Teks yang Diberikan:
"Itu banyak belalai!!!!"
Tawa sekaligus malu memenuhi muka saya. Ih, lelaki telanjang mandi bersama. Bukan pemandangan bagus iniih.
Maka yang paling utama saya minta pada kades adalah menyelesaikan 2 hal tersebut. Disanggupi, 3 hari Kades, Perangkat dan Karangtaruna melakukan pembersihan, baru saya upload youtube dan membuat berita tulisan artikel di beberapa media dan untuk diviralkan.
Sesudah itu pendampingan, konsep design wisata saya ajukan untuk mendukung Dam Licin layak menjadi destinasi. Ramai, saya tinggal mendampingi kawasan-kawasan lain.
Berbulan kemudian saya datang lagi, miris menyelimuti. Tak seindah dahulu. Terjangan banjir dan sampah menjadi masalah. Tapi swear, sudah tak ada lagi lelaki atau perempuan mandi, jadi bukan lagi masalah.
"Ayo dong bun diramaikan lagi," celetuk beberapa penjual begitu saya datang.

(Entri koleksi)
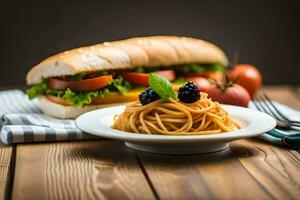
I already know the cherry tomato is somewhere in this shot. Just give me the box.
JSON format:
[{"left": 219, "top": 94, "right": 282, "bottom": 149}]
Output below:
[
  {"left": 228, "top": 64, "right": 262, "bottom": 97},
  {"left": 48, "top": 75, "right": 112, "bottom": 91},
  {"left": 121, "top": 70, "right": 176, "bottom": 87},
  {"left": 207, "top": 84, "right": 251, "bottom": 107},
  {"left": 185, "top": 76, "right": 213, "bottom": 93}
]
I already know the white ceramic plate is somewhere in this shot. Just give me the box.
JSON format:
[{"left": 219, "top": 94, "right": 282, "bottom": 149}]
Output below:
[{"left": 76, "top": 105, "right": 276, "bottom": 154}]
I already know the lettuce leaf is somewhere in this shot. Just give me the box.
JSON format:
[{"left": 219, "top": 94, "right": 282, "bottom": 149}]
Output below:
[{"left": 26, "top": 77, "right": 131, "bottom": 108}]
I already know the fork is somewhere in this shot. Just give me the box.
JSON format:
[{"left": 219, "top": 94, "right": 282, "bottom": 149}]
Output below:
[{"left": 253, "top": 93, "right": 300, "bottom": 130}]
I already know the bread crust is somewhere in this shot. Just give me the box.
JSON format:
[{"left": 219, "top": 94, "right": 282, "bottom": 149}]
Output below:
[{"left": 26, "top": 36, "right": 228, "bottom": 84}]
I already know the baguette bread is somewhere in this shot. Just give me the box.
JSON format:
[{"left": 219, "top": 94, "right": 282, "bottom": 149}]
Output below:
[{"left": 26, "top": 36, "right": 228, "bottom": 84}]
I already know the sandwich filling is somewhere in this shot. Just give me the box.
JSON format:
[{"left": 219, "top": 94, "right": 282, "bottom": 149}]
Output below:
[{"left": 27, "top": 63, "right": 224, "bottom": 108}]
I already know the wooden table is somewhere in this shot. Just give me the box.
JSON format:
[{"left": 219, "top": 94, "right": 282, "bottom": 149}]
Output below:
[{"left": 0, "top": 86, "right": 300, "bottom": 200}]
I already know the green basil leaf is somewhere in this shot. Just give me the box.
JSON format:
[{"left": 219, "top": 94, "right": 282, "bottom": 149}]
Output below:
[{"left": 149, "top": 73, "right": 177, "bottom": 101}]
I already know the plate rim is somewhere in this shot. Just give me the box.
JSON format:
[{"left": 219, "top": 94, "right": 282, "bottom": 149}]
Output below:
[{"left": 75, "top": 104, "right": 276, "bottom": 143}]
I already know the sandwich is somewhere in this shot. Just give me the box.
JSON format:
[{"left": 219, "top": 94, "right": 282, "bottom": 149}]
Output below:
[{"left": 26, "top": 36, "right": 228, "bottom": 119}]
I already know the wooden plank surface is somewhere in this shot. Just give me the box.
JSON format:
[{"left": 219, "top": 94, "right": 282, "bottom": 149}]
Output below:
[
  {"left": 138, "top": 86, "right": 300, "bottom": 199},
  {"left": 12, "top": 140, "right": 155, "bottom": 200},
  {"left": 12, "top": 86, "right": 300, "bottom": 199},
  {"left": 0, "top": 144, "right": 13, "bottom": 199}
]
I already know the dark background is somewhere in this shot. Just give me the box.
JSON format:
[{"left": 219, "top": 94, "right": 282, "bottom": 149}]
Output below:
[{"left": 0, "top": 0, "right": 300, "bottom": 86}]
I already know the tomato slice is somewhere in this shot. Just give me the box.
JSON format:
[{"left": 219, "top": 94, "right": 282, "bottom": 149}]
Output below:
[
  {"left": 48, "top": 75, "right": 112, "bottom": 91},
  {"left": 185, "top": 71, "right": 224, "bottom": 81},
  {"left": 121, "top": 70, "right": 176, "bottom": 87}
]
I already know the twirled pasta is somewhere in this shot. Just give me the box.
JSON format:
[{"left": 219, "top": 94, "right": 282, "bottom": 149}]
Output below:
[{"left": 112, "top": 93, "right": 240, "bottom": 135}]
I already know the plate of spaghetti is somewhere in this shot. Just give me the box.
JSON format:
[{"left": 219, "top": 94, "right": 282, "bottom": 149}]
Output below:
[{"left": 76, "top": 74, "right": 276, "bottom": 154}]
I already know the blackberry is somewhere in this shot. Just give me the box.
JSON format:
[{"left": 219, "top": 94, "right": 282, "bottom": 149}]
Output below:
[
  {"left": 139, "top": 87, "right": 160, "bottom": 105},
  {"left": 178, "top": 81, "right": 200, "bottom": 103}
]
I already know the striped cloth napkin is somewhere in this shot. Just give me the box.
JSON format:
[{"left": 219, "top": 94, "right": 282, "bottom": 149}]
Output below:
[
  {"left": 0, "top": 90, "right": 99, "bottom": 144},
  {"left": 0, "top": 90, "right": 300, "bottom": 149}
]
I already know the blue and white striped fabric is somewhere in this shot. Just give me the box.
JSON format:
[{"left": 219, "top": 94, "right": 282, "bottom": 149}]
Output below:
[
  {"left": 0, "top": 90, "right": 99, "bottom": 144},
  {"left": 0, "top": 90, "right": 300, "bottom": 149}
]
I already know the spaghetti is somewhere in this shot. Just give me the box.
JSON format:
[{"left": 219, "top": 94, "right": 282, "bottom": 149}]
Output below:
[{"left": 112, "top": 93, "right": 240, "bottom": 135}]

Ketentuan Soal: Salin ulang bagian teks tentang Dam Licin, mulai dari "Berbulan kemudian saya" dan terus sampai "bukan lagi masalah.", dengan mengganti "sampah" menjadi "lumpur". Item-item itu tidak dipakai di sini.

Jawaban Tertulis:
Berbulan kemudian saya datang lagi, miris menyelimuti. Tak seindah dahulu. Terjangan banjir dan lumpur menjadi masalah. Tapi swear, sudah tak ada lagi lelaki atau perempuan mandi, jadi bukan lagi masalah.